[Data for analysis Boundary: Start]
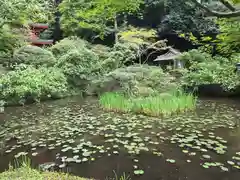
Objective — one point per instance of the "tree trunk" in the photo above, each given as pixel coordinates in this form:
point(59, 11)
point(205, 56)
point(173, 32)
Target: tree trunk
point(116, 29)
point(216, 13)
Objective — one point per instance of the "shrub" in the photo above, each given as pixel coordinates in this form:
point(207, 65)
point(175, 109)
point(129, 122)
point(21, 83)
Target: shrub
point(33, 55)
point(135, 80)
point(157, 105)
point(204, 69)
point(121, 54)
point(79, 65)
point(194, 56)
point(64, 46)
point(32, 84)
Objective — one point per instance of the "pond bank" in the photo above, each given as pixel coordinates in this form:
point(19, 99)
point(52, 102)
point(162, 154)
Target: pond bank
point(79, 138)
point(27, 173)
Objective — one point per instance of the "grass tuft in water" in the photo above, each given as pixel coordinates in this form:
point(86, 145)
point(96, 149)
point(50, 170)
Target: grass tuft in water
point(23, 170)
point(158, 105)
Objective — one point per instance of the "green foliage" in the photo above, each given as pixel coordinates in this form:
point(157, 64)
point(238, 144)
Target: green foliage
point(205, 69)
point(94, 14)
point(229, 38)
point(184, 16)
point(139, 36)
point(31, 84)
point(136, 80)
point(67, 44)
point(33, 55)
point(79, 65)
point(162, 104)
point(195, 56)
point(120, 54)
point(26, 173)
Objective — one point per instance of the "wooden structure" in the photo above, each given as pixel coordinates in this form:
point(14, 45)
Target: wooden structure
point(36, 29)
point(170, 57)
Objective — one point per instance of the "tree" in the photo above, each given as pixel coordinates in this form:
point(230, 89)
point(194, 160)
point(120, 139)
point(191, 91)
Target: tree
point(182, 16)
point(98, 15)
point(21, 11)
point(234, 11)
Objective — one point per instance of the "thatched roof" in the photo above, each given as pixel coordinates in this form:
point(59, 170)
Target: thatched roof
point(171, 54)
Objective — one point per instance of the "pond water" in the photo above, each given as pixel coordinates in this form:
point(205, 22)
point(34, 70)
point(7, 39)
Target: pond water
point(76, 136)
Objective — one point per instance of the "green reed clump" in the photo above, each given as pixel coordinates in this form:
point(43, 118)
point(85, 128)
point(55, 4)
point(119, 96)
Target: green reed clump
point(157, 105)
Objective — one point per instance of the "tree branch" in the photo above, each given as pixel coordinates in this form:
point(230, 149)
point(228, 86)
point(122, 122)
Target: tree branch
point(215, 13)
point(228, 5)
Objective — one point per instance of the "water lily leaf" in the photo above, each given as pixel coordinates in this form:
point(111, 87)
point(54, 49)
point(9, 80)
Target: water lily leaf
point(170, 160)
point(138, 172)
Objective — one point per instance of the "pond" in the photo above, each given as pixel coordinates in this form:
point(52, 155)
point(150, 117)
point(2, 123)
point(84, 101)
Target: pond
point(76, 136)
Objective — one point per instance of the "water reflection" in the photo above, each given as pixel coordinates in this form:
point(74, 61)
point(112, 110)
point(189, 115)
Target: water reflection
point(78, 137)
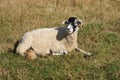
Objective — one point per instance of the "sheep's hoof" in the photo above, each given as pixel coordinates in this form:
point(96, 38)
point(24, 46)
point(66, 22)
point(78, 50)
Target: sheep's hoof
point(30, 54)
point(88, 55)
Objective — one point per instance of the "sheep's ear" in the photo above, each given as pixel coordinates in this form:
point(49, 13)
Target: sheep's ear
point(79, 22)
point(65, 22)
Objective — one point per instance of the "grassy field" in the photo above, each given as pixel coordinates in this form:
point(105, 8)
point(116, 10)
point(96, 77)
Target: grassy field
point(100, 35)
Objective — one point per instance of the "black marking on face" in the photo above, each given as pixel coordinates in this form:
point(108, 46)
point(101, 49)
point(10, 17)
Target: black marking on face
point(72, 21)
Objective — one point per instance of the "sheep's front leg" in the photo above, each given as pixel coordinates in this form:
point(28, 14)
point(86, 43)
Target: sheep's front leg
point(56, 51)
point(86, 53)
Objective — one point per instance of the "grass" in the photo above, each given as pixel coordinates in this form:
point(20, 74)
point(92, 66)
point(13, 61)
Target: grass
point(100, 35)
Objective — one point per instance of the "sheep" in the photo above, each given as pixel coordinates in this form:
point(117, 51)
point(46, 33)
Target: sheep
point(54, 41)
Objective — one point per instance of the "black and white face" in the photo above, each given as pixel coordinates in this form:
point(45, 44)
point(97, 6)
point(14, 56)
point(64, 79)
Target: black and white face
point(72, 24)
[Data for analysis Boundary: End]
* [Work order] Where the line containing "point(97, 6)" appears, start copying, and go on exactly through the last line of the data.

* [Answer below]
point(97, 6)
point(14, 56)
point(64, 79)
Target: black and white face
point(72, 24)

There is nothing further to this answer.